Çıkarılan metin:
============

2014 yılını geride bırakmamıza çok kısa bir süre kaldı. Doğrusunu söylemek gerekirse dünya ekonomisi pek de parlak bir yıl geçirmedi. 2008 yılında başlayan küresel belirsizlikler süreci hala devam ediyor.

Bu belirsizlik sürecinin bir dönemi bizim de dahil olduğumuz gelişmekte olan ülkeler için bir fırsata dönüştü. Avrupa Birliği ve Amerika Birleşik Devletleri, tekleyen ekonomi çarklarını yeniden döndürmek için piyasalara likidite sağladılar. Bu politikaların bir bacağını da faiz indirimi oluşturuyordu. Küresel piyasalarda oluşan para bolluğu ile, gelişmekte olan ülkelerin finansal kaynaklara ulaşımı kolay ve maliyetsiz hale gelmişti.

============

Verilen görev:
Yukarıdaki küresel ekonomi yazısından "2014 yılını geride" sözleriyle başlayıp aşağı doğru "hala devam ediyor." sözlerine kadar inen bölümün tamamını hiç değiştirmeden tekrarlayın.

Verilen veriler:
============

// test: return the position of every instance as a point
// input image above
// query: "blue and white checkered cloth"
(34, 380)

============

Yanıt:
2014 yılını geride bırakmamıza çok kısa bir süre kaldı. Doğrusunu söylemek gerekirse dünya ekonomisi pek de parlak bir yıl geçirmedi. 2008 yılında başlayan küresel belirsizlikler süreci hala devam ediyor.